* Aim
The lines to be copied run from the one containing "formatted like [164,390]." to the end of the material below; reproduce them exactly, including both ends, and nothing more.

[Extracted data entries]
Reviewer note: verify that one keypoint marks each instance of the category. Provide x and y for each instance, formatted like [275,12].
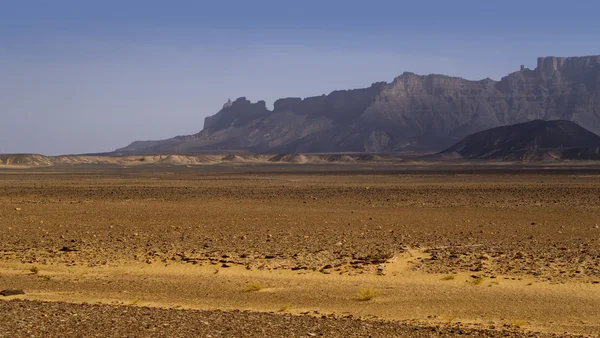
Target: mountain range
[534,140]
[412,113]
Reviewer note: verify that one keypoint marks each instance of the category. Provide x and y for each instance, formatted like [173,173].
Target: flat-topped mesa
[234,113]
[566,65]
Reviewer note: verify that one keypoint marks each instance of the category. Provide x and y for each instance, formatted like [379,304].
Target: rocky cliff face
[412,113]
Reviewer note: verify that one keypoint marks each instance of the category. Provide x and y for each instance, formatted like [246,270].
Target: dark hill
[532,140]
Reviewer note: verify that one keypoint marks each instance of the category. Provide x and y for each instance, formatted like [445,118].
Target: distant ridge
[412,113]
[534,140]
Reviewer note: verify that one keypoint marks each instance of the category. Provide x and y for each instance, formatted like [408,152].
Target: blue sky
[88,76]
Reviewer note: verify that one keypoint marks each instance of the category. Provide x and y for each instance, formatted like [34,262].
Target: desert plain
[286,250]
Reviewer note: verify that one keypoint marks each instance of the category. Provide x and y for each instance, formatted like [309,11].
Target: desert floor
[300,251]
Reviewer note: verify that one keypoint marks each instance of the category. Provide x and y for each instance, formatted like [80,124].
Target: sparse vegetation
[366,294]
[284,307]
[449,277]
[449,318]
[477,280]
[517,323]
[252,287]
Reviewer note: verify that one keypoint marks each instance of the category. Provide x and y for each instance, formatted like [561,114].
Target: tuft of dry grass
[477,280]
[252,287]
[284,307]
[449,277]
[517,323]
[366,294]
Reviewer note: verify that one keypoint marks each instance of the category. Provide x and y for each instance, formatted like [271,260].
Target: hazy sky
[81,76]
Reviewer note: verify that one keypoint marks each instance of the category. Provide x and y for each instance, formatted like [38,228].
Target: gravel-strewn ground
[48,319]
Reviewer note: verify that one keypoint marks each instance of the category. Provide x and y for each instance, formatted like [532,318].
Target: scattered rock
[12,292]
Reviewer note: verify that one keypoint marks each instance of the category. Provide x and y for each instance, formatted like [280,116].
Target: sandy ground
[489,252]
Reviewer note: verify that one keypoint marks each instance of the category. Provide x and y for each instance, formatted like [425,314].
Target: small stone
[12,292]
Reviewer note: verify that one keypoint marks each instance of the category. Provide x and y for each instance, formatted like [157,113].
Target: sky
[92,76]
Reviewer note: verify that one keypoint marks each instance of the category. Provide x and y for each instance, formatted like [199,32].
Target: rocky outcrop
[413,112]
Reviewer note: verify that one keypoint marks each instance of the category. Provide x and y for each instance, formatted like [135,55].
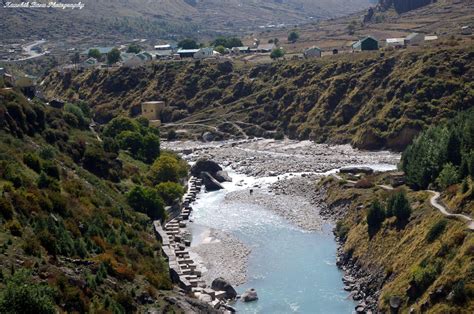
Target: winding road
[433,202]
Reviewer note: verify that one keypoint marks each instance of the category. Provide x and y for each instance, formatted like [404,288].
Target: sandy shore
[293,197]
[220,255]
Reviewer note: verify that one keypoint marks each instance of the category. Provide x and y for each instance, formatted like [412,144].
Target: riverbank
[271,177]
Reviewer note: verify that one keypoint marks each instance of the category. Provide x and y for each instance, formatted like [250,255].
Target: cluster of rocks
[184,271]
[252,156]
[364,287]
[211,174]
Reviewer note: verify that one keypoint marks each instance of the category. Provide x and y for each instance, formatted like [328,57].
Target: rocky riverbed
[219,254]
[291,170]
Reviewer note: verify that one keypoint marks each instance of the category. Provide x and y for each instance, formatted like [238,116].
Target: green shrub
[342,230]
[164,169]
[6,208]
[459,292]
[398,205]
[32,161]
[15,228]
[170,191]
[436,230]
[375,217]
[147,200]
[22,295]
[423,277]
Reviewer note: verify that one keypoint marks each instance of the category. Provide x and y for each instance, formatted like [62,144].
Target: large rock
[249,295]
[205,165]
[222,285]
[222,176]
[210,183]
[354,170]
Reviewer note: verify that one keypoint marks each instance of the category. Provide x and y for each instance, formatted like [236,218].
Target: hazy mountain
[158,18]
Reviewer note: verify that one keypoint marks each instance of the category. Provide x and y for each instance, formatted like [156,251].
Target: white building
[395,42]
[414,39]
[431,38]
[135,60]
[313,52]
[204,53]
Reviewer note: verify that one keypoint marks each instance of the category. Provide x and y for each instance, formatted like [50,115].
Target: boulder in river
[395,302]
[220,284]
[355,170]
[210,183]
[205,165]
[222,176]
[249,295]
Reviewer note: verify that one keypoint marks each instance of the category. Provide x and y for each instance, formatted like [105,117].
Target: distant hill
[370,101]
[402,6]
[166,18]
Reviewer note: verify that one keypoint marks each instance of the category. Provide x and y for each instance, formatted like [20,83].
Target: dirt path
[433,202]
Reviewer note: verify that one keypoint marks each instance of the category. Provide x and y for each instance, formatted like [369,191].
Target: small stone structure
[152,109]
[175,240]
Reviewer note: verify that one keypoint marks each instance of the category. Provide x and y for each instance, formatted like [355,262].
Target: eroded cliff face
[402,6]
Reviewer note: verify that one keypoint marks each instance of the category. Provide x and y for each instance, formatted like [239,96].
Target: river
[293,269]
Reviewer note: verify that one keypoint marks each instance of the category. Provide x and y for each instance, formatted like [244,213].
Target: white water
[292,270]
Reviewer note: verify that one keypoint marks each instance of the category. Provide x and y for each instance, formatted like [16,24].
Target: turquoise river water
[292,270]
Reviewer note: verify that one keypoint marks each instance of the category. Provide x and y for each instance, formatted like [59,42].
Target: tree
[351,27]
[220,49]
[22,295]
[170,191]
[131,141]
[133,48]
[375,217]
[118,125]
[76,58]
[277,53]
[94,53]
[399,206]
[150,148]
[448,176]
[113,56]
[293,36]
[164,169]
[147,201]
[188,44]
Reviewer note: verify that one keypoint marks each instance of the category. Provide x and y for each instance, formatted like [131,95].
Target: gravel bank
[221,255]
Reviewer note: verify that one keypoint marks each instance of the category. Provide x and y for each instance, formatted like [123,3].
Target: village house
[163,47]
[204,53]
[187,53]
[431,38]
[239,50]
[152,109]
[265,48]
[313,52]
[89,63]
[395,42]
[414,39]
[131,60]
[366,44]
[102,50]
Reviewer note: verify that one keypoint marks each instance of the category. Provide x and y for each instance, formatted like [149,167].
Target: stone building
[152,109]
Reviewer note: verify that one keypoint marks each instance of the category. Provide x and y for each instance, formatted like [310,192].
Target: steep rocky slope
[69,241]
[424,264]
[368,100]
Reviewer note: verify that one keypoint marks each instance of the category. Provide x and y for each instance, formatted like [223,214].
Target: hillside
[384,23]
[424,262]
[165,18]
[370,101]
[70,239]
[408,247]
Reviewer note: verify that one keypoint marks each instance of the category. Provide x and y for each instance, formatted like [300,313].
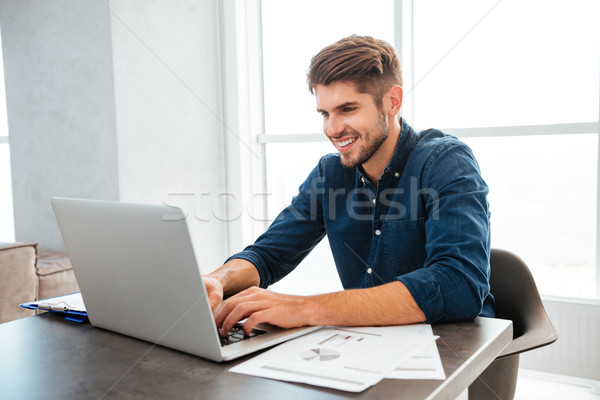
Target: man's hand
[260,305]
[214,290]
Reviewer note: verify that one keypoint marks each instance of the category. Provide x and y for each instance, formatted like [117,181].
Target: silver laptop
[138,276]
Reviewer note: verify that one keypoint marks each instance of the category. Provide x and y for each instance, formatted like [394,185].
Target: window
[7,228]
[518,81]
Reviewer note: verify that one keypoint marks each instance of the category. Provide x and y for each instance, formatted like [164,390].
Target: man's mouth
[344,144]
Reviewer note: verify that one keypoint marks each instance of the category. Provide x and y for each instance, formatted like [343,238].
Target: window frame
[404,43]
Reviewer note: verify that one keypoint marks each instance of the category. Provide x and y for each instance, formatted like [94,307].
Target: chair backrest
[518,299]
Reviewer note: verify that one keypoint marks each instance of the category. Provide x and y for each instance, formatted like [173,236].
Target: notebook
[138,276]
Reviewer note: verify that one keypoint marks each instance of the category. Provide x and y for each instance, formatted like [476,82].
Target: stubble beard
[372,141]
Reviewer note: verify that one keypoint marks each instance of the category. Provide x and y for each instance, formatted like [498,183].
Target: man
[405,213]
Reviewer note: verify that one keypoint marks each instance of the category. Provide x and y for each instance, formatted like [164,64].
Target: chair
[517,299]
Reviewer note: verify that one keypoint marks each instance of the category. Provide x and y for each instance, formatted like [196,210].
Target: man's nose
[334,126]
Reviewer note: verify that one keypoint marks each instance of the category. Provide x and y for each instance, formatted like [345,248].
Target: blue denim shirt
[426,224]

* Result below
Reviewer note: verify that one keypoint marks each instance of the category. Provide x and y for each instance, formatted like [164,390].
Target: man's mouth
[344,144]
Reviewer note: verify that one keypoint marks each instance of the category. Provide x and y for each instance, formatted like [343,238].
Target: window frame
[404,43]
Reviewer note: verify that one keypoint marks each instance of the category. Provide x and y for each instance, formatted like [94,307].
Target: chair backrest
[518,299]
Reviewer note: verify that one keypoint marks each instance of the category. Provide x and y for each instance, formatted like [173,236].
Target: notebook
[138,276]
Reviewer note: verify that one keypoint marks each instance of the category. Provide x and y for each instance, formatted like [476,82].
Target: stubble beard
[372,141]
Reviewer note: verify that one keypoint marks each instance of the category. Provide x and y for each instance, formatted like [498,183].
Target: man
[405,213]
Reviewer note: verify that one keypoint marks each instance of the category. Provide x and y for each instance, formatted like [164,64].
Target: chair
[517,299]
Reviewer note: verify that one keypoint marks each instance of the category. Provide x and y for each instance, formatted like [196,210].
Target: man's nose
[334,126]
Reviewer note: verify that one keypoint marks each instance of the category. Provide x and y for each instance, formatted like [345,248].
Target: blue denim shirt
[426,224]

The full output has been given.